What the task asks -
I'd like the entire listing output verbatim, apart from the pictures.
========================================================================
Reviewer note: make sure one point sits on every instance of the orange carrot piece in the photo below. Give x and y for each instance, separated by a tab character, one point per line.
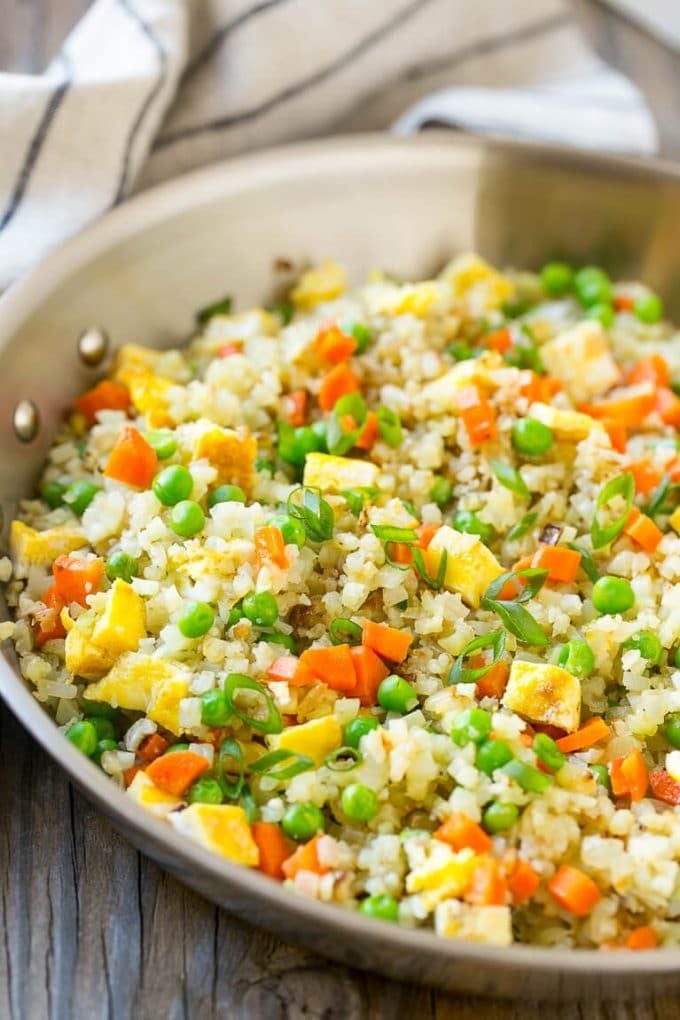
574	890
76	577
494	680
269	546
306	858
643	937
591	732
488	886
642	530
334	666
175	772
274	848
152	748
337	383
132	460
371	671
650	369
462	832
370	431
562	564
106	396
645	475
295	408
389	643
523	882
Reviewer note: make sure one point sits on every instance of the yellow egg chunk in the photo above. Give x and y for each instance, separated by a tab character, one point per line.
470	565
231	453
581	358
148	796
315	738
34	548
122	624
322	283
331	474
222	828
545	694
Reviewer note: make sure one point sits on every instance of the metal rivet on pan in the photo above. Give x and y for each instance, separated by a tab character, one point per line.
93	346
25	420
========================================================================
Response -
Reviewer note: make sure one point sits on every instance of the orange carrot piece in the photo below. Give x and y for each instance, separated by a tab character, one point per line.
574	890
76	577
494	680
269	546
306	858
643	937
591	732
488	886
642	530
334	666
175	772
274	848
152	748
337	383
132	460
371	671
650	369
462	832
370	431
562	564
106	396
645	475
295	408
389	643
523	882
Reviewer note: make sure one point sits on every instance of the yellow egg chunk in the photo above. Give x and y for each instance, separated by a tab character, one point per line.
470	565
231	453
581	358
148	796
315	738
34	548
122	624
322	283
331	474
222	828
545	694
Reviewer note: make sure one point sits on every instance of the metal rivet on pan in the photo above. Give x and y for each instance, separated by a tab character, one point per line.
93	346
25	420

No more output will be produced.